# [WRITTEN REQUEST]
Could you retype these records word for word, starting at the line that contains "In this exercise you will indicate every instance of the pine" and stopping after the line that contains "<point>1018,470</point>", with both of those lines included?
═══ EXERCISE DATA
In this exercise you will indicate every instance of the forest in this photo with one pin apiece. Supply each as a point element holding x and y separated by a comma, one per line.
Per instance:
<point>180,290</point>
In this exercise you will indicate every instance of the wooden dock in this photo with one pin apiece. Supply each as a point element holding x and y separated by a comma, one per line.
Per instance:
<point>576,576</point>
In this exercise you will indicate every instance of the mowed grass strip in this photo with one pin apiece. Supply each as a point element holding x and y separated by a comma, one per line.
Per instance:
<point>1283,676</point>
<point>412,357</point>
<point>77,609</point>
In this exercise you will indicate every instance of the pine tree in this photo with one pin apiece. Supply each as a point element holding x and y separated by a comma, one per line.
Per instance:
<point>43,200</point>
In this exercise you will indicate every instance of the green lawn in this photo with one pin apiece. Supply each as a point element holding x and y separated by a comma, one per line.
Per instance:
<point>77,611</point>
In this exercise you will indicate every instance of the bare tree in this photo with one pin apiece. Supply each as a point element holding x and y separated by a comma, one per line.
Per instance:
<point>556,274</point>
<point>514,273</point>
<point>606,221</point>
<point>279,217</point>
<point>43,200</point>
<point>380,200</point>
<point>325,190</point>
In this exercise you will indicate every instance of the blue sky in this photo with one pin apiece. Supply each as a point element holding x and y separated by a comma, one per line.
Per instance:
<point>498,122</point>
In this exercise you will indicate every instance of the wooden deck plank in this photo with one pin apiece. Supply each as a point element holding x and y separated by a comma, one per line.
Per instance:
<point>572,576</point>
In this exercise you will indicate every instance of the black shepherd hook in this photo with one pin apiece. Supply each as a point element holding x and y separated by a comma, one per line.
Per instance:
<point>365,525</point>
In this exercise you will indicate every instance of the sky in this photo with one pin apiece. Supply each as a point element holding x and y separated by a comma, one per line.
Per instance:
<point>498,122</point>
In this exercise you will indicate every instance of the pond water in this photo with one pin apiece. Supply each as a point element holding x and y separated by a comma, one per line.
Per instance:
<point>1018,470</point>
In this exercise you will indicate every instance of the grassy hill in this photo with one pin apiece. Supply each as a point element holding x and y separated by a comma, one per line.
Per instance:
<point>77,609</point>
══════
# [RESPONSE]
In this exercise you will indicate every instance of the pine tree in this photo with one pin apiece. Supply each as a point element holding x and y separated by a comma, one per line.
Per instance:
<point>43,200</point>
In this exercise you will indicate every instance of the green lawn in this photo with one pin apiece. Supply each as a point element holding x and y separated by a comma, one per line.
Per instance:
<point>77,611</point>
In this exercise you will indicate every instance of the bare tree in this photo with one pin apiece. Supply each as a point element holding x and y separated by a comma, one per line.
Per instance:
<point>556,274</point>
<point>514,273</point>
<point>606,221</point>
<point>279,217</point>
<point>43,200</point>
<point>380,200</point>
<point>325,190</point>
In this exercise you will indicate every instance of the blue sky in this photo with one pin apiece. Supply each as a point element holding x and y separated by a comma, one per line.
Per instance:
<point>498,122</point>
In this exercise you will indicate every instance of the wooden deck plank in this photo with one pin apiece. Supply each as a point element holding x and y separated by a comma, one per line.
Per instance:
<point>572,576</point>
In this exercise you will indicate every instance of the black shepherd hook in this photo with one pin apiece. Supply each as a point element holding x and y separated by a comma, one per line.
Per instance:
<point>365,525</point>
In this exercise you will indicate every instance of the sky in this photo with one pin apiece. Supply each as a point element holding x and y separated by a comma, one per line.
Per instance:
<point>498,122</point>
In this exercise you will indicate every instance of the pond water in this photo with one pin apiece. Supply each as a point element holding x and y separated by a comma, one per line.
Per instance:
<point>1018,470</point>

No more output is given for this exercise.